• [EXERCISE]: All the data should be repeated exactly. Any image in it is left out.

• [DATA SECTION]:
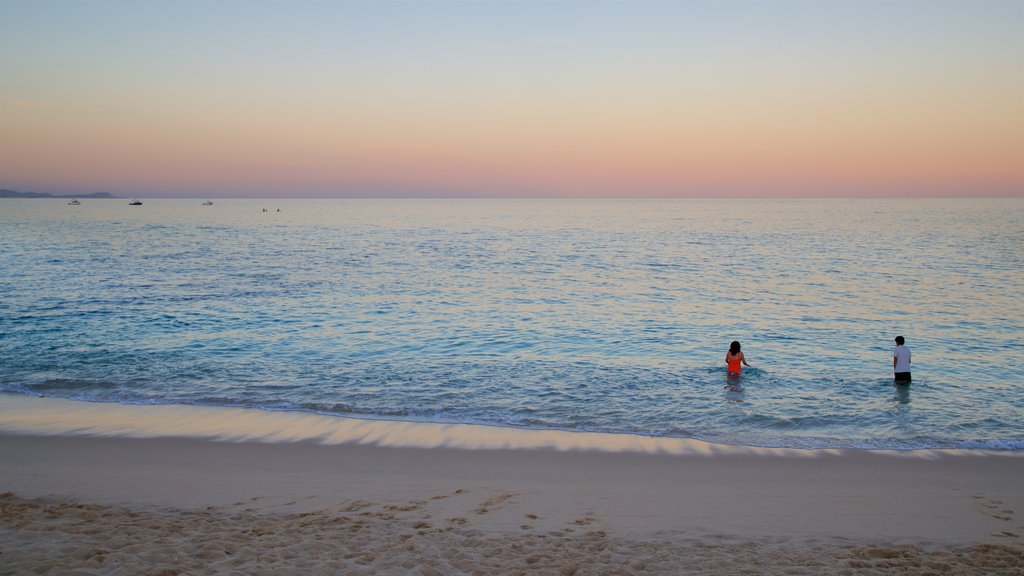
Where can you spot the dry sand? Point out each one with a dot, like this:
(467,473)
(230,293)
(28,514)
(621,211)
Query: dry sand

• [EXERCISE RESULT]:
Where can you spot the dry sand? Point out each one with a dot, like this:
(467,473)
(230,293)
(28,514)
(621,211)
Query: dry sand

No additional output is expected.